== EXERCISE SET ==
A. In the WebRTC tutorial, what does the function used to acquire local audio and video return?
B. Rewrite the stretch of the WebRTC tutorial from "But let’s begin" through "function is MediaDevices.getUserMedia.", replacing "Canvas Element" with "WebGL context".
C. Resume the WebRTC tutorial after its last sentence and continue writing it.

-- START PASSAGE GIVEN --

Dive Into WebRTC
Theoretical introduction to WebRTC
Setup
Project setup
mix archive.install hex phx_new
mix phx.new \
--no-ecto \
--no-live \
--no-tailwind \
--no-mailer \
--no-gettext \
--no-dashboard \
webrtc_playground
getUserMedia
We will start our WebRTC journey by acquiring our local audio and video, then to verify that we acquired it properly we will display our video on our page.
But let’s begin with a brief introduction. For acquiring audio and video we will use MediaStream API. It is an API related to WebRTC which provides support for streaming audio and video data. This API defines methods that allow you for example: to list all accessible audio and video devices on your computer, to create a MediaStream from Canvas Element and also to get MediaStreams from your current devices. And how you can guess the last one is the functionality that we will use, this function is MediaDevices.getUserMedia.
This function returns you a promise of MediaStream object. As for this object, the most important information is it contains audio and video tracks and you can set it as srcObject
in the video HTML element. After that video element will play this media. For the curios docs of MediaStream object.
So here is a list of todos (in parentheses will be listed names of files where modifications should be made):
-
Acquire a MediaStream from your local camera (
app.js
) -
Remove Phoenix boilerplate and add video element. Remember about an id! (
index.html.heex
) -
Insert MediaStream to created video element as it srcObject (
app.js
)

-- END PASSAGE GIVEN --
-- START DATASET EXTRACT --

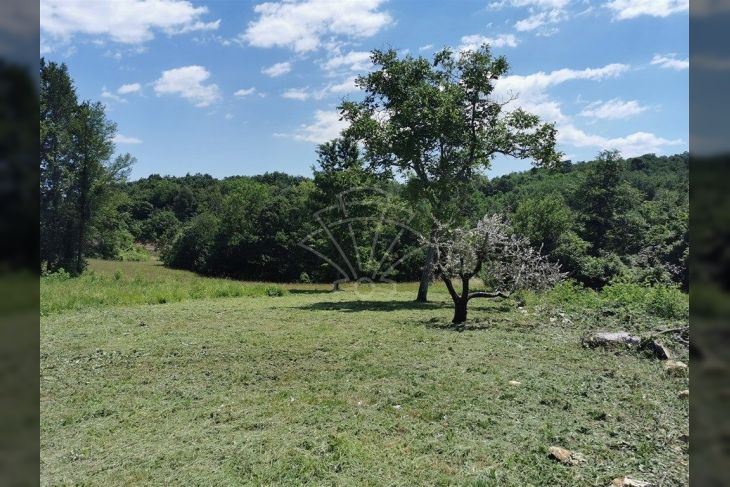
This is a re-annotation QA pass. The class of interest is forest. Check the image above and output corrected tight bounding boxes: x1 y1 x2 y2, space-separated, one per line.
39 39 688 486
90 154 688 288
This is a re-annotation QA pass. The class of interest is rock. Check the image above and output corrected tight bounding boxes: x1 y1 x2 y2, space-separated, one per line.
664 360 689 377
610 477 654 487
583 331 641 348
641 340 672 360
548 446 586 465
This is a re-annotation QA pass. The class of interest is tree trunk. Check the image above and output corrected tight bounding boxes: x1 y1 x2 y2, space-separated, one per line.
416 225 438 303
451 299 469 325
416 245 434 303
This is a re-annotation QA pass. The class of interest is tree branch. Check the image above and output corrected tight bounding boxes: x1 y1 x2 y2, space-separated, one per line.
467 291 511 299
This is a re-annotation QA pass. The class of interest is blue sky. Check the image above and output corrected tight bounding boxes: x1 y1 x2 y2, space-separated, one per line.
41 0 689 178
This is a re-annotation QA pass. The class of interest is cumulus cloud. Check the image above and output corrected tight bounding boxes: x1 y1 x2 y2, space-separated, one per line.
495 63 629 100
117 83 142 95
458 34 517 51
286 110 347 144
261 62 291 78
239 0 392 52
515 9 567 35
489 0 571 35
153 66 220 107
233 87 256 98
580 98 649 120
558 124 684 157
322 51 372 71
651 53 689 71
281 88 312 101
606 0 689 20
327 76 360 94
101 87 127 103
40 0 220 46
113 134 142 144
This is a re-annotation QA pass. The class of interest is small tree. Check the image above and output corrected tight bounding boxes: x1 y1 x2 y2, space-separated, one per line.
433 215 563 325
339 44 561 301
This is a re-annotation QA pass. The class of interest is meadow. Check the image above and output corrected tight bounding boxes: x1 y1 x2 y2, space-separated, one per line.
40 260 688 487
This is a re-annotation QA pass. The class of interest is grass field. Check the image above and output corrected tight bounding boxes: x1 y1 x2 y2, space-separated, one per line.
41 261 688 487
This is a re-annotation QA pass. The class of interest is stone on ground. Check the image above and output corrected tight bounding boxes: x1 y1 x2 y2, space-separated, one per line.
664 360 689 377
583 331 641 349
548 446 586 465
610 477 654 487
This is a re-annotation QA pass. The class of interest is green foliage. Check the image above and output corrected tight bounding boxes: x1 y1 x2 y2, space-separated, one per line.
40 59 135 275
118 244 152 262
39 260 689 487
528 280 689 320
264 286 286 297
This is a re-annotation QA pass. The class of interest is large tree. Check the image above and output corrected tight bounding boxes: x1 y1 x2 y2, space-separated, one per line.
40 59 134 274
340 45 560 301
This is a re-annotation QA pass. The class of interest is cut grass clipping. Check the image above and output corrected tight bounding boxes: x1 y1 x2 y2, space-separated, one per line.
41 261 688 487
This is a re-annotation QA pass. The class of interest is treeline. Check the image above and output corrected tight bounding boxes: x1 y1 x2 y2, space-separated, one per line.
40 56 689 290
40 59 134 275
116 152 688 288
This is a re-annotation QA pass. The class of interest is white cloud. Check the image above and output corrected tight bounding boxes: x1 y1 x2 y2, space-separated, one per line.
288 110 348 144
113 134 142 144
281 88 313 101
233 87 256 97
322 51 372 71
458 34 517 51
515 8 567 35
489 0 571 35
558 124 684 157
154 66 220 107
580 98 649 120
240 0 392 52
327 76 360 93
606 0 689 20
40 0 220 44
494 63 629 126
651 53 689 71
101 87 127 103
261 62 291 78
495 63 629 99
117 83 142 95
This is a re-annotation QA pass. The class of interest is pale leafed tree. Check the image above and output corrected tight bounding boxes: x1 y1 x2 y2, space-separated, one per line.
433 215 564 325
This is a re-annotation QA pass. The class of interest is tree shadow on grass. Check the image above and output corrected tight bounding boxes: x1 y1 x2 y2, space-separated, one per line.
419 318 494 332
298 300 450 313
287 289 334 294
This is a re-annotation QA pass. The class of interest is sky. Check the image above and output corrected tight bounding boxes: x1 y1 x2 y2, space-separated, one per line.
40 0 689 179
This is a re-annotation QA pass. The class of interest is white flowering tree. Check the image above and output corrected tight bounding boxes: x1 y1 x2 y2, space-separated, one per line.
432 215 564 325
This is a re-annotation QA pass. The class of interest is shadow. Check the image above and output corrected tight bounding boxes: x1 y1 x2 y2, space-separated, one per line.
298 301 450 312
420 318 494 332
287 289 333 294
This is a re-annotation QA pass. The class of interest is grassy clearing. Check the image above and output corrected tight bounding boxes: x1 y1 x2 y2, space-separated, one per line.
41 259 326 315
41 262 688 487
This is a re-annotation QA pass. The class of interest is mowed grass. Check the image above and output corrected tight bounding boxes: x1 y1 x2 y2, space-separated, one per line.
41 259 327 315
41 262 688 487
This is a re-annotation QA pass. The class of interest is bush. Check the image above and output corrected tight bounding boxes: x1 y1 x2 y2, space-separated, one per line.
264 286 284 297
647 286 689 319
41 266 71 282
601 283 689 319
117 244 150 262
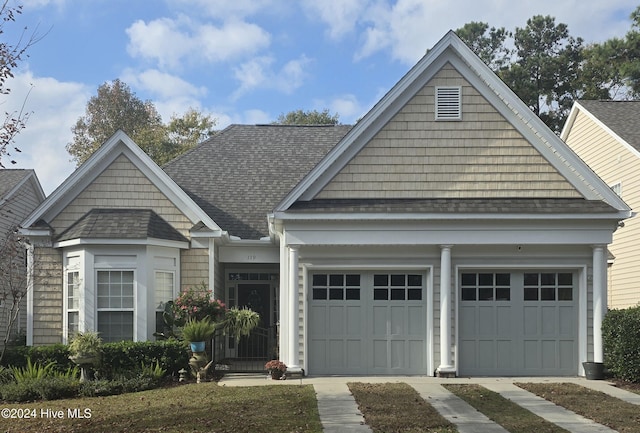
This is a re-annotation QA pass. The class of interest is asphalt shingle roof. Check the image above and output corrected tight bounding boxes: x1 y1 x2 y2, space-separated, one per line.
163 125 351 239
57 209 188 242
0 168 31 199
579 100 640 151
289 198 615 214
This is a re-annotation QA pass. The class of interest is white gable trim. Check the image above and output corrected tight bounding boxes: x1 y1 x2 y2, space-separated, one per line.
23 131 222 232
0 170 46 206
275 31 629 212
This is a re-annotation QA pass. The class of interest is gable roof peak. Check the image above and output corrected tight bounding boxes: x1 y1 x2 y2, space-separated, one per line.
274 30 628 212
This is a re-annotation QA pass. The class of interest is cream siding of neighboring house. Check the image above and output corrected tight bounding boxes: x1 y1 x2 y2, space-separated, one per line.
50 155 193 236
316 64 581 199
565 110 640 308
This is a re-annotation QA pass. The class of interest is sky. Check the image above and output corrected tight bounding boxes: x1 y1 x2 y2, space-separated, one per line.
0 0 638 195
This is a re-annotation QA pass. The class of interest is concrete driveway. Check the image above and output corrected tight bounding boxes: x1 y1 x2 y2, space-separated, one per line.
220 374 640 433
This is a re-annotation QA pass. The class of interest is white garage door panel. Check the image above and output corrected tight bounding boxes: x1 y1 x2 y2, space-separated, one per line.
308 271 427 374
458 271 577 376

-- END DATASET EXTRACT --

== OUTPUTS ==
A. It returns a promise of a MediaStream object.

B.
But let’s begin with a brief introduction. For acquiring audio and video we will use MediaStream API. It is an API related to WebRTC which provides support for streaming audio and video data. This API defines methods that allow you for example: to list all accessible audio and video devices on your computer, to create a MediaStream from WebGL context and also to get MediaStreams from your current devices. And how you can guess the last one is the functionality that we will use, this function is MediaDevices.getUserMedia.

C.
As a result you should see a video of yourself on the main page of application.
SDP and codecs
Okay, it’s a good start, now our next goal will be to create a P2P connection through WebRTC, so we want to see the video of a second peer. To achieve that we will need some more information about the used API.
To create a connection between two peers we will need to create an RTCPeerConnection object. It stores all the information about the current connection and we can modify that connection by calling methods on this object. Before sending media through PeerConnection we have to add tracks, which we want to send. We can get these tracks from our MediaStream as it aggregates MediaTracks. Unfortunately, we can’t simply add MediaStream to a PeerConnection. Instead, we have to iterate over MediaTracks and add them one by one.
After adding tracks we can create an SDP offer from our PeerConnection. SDP negotiation allows peers to decide what parameters will the media going through connection have. In essence, the offerer sends a list of tracks including their type, direction (send/receive) and possible codecs. The other peer responds with an answer containing that list filtered by his capabilities. It can be seen as an intersection of things supported and accepted by both peers.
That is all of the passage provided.